§ Problem statement
Edit the lines that begin at the one containing "Q: What bounding box tightly encloses the black" and run through the end of the items. Replace "black metal fence" with "iron railing" and leave everything else unchanged.

§ Information given
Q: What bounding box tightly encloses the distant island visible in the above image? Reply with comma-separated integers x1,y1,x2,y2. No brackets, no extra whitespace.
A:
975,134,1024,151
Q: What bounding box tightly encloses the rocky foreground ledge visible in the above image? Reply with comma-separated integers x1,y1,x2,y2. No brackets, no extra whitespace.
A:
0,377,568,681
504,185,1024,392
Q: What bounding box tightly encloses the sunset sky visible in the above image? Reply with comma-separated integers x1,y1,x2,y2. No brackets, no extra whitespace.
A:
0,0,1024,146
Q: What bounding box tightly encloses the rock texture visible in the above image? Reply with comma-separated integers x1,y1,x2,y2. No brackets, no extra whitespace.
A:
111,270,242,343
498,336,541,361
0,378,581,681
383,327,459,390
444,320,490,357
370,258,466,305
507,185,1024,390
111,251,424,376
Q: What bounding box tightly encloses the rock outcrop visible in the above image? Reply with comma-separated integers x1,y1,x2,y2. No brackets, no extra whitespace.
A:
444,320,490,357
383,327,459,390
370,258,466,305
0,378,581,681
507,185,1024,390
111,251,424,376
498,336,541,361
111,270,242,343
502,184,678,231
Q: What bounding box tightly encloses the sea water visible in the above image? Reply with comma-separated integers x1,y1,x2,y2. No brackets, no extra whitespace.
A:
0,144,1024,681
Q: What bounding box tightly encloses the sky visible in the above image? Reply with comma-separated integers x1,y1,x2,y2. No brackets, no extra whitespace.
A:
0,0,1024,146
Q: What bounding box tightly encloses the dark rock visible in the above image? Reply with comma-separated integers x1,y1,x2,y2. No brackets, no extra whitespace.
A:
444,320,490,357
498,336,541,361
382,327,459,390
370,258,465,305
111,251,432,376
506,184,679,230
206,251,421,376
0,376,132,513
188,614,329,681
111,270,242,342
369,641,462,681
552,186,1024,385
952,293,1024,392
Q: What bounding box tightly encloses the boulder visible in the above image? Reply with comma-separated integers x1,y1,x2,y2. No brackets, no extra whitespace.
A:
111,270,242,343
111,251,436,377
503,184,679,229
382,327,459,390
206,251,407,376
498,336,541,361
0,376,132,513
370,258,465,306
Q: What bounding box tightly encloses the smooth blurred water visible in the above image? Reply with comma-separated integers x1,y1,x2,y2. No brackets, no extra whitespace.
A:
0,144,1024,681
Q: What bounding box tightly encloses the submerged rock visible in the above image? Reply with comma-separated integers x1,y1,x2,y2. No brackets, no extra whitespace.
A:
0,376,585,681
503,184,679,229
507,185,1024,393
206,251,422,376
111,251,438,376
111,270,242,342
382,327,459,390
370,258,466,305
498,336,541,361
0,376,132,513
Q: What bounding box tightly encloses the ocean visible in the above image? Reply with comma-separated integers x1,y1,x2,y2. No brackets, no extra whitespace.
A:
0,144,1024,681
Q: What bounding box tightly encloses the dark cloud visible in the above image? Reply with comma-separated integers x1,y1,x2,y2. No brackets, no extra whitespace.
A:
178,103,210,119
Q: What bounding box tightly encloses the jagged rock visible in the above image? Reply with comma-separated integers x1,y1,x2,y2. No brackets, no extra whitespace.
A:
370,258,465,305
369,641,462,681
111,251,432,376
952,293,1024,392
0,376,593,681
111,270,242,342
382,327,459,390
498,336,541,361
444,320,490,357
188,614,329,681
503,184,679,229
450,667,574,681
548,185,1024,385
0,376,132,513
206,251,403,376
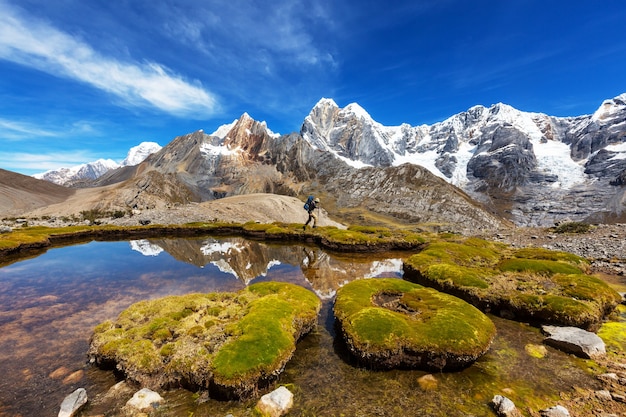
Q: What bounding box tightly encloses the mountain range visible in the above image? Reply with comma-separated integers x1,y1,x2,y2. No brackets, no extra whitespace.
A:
8,94,626,230
33,142,161,187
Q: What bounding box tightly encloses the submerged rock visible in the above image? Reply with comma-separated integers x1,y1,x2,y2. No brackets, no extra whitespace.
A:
403,238,621,330
541,326,606,359
126,388,163,411
89,282,321,398
491,395,522,417
58,388,87,417
334,278,496,371
256,387,293,417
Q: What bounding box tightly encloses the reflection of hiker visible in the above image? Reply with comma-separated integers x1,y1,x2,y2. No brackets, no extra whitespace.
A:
302,196,320,230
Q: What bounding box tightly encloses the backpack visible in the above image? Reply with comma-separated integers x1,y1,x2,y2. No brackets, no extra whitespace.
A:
304,195,315,211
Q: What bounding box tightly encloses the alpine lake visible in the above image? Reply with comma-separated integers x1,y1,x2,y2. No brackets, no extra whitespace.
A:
0,232,626,417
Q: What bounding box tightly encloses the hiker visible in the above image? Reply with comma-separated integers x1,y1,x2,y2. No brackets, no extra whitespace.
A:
302,197,320,230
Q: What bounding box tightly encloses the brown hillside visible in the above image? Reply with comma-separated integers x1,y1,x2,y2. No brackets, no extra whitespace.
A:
0,169,75,217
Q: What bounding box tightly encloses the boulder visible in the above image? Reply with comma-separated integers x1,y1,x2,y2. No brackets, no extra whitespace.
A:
541,326,606,359
59,388,87,417
491,395,522,417
126,388,163,411
256,387,293,417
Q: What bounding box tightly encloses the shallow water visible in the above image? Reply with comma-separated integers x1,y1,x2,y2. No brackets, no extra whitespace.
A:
0,238,616,416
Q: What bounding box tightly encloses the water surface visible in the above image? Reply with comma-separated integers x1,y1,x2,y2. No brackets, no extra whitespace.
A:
0,238,608,416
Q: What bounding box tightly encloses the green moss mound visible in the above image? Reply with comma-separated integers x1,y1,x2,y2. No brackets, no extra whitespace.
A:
404,238,620,330
334,278,496,370
89,282,321,398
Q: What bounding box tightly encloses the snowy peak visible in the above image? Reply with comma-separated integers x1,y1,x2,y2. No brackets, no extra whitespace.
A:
120,142,161,166
33,142,161,186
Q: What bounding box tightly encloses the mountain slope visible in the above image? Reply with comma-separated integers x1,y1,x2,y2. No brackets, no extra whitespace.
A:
0,169,74,217
33,142,161,187
301,94,626,225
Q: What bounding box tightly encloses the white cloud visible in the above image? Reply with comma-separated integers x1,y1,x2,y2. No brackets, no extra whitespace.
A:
0,2,219,117
0,119,57,140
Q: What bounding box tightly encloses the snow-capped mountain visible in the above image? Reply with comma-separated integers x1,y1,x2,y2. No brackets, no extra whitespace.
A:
29,93,626,230
120,142,161,167
33,142,161,186
301,94,626,224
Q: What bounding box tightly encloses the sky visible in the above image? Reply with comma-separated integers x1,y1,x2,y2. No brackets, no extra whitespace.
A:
0,0,626,175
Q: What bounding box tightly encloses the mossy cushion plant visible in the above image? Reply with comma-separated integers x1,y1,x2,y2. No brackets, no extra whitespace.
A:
404,238,620,330
89,282,321,398
334,278,496,371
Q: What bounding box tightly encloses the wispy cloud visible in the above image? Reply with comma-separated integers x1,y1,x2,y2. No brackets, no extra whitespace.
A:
0,1,219,117
0,119,57,140
0,151,99,174
0,118,102,142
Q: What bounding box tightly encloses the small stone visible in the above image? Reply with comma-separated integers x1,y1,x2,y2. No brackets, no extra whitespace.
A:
611,392,626,404
539,405,570,417
256,387,293,417
48,366,70,379
126,388,163,411
417,374,437,391
58,388,87,417
541,326,606,359
63,369,85,385
491,395,522,417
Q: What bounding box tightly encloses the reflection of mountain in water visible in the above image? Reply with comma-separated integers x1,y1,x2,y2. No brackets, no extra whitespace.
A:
130,237,402,299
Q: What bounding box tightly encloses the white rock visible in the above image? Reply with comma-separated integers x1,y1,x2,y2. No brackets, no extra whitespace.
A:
491,395,522,417
256,387,293,417
126,388,163,410
539,405,570,417
58,388,87,417
541,326,606,359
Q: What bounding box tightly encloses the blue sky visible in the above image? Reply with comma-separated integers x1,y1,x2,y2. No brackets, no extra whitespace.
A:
0,0,626,174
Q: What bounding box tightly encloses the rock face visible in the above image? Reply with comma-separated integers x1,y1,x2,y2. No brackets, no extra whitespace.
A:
19,94,626,230
59,388,87,417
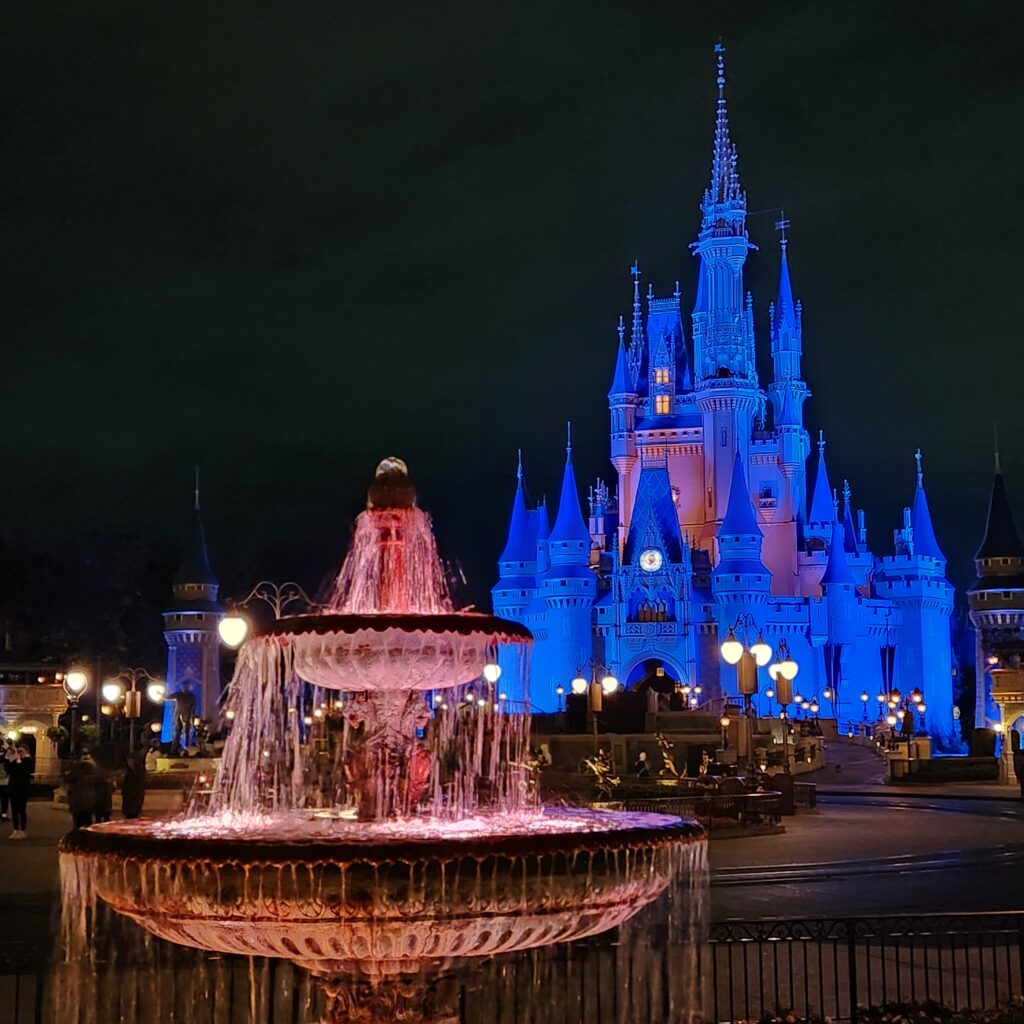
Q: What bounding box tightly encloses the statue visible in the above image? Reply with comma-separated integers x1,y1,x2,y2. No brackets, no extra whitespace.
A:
584,751,622,800
166,683,196,751
654,732,686,778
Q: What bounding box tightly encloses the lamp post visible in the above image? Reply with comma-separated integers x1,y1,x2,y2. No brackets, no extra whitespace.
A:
217,580,314,647
569,660,618,754
721,611,772,771
63,669,89,760
768,637,800,772
101,669,167,753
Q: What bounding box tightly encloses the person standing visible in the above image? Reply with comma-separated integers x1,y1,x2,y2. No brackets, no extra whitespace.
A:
121,753,146,818
65,760,96,828
7,744,36,839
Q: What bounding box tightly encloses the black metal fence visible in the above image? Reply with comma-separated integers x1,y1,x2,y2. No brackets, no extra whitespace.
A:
705,912,1024,1024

§ Finished answer
Q: What bounding box tightly encloses the iron railing visible in the above image? Reply with comma-separated integers x1,y1,x2,y2. No brackets, no extra whitespace.
A:
705,912,1024,1024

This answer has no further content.